Using the entries that follow, give only the number of lines with the word "orchid" in them.

━━━━━━━━

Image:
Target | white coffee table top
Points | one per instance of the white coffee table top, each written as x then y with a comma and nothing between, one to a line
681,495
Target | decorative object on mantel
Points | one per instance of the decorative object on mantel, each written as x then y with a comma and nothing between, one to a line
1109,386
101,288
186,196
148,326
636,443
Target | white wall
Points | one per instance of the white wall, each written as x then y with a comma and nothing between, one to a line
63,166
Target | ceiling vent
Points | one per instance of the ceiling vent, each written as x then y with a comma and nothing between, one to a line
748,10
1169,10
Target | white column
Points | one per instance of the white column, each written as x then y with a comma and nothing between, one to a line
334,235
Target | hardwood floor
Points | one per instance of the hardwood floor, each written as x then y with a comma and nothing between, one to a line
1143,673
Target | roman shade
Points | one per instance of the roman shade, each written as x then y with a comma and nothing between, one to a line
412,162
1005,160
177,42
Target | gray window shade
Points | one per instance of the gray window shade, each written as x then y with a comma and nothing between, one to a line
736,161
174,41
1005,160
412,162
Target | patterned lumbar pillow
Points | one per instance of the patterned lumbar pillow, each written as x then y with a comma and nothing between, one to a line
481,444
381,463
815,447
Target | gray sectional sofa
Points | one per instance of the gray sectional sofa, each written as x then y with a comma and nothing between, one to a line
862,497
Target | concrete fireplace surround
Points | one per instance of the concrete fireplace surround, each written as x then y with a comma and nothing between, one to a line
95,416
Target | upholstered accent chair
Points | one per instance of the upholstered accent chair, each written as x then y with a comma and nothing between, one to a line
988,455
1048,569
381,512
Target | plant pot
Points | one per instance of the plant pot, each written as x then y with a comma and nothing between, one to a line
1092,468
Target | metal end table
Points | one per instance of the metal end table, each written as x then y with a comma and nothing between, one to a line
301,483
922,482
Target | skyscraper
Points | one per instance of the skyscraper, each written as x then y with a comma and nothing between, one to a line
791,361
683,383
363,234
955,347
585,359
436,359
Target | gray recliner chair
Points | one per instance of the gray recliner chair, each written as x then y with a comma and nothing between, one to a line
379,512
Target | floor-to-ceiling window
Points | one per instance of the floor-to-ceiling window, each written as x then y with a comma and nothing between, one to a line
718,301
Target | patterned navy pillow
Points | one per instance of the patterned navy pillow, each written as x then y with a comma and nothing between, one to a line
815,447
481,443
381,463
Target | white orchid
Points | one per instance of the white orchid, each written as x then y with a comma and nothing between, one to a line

━━━━━━━━

__Expected answer__
2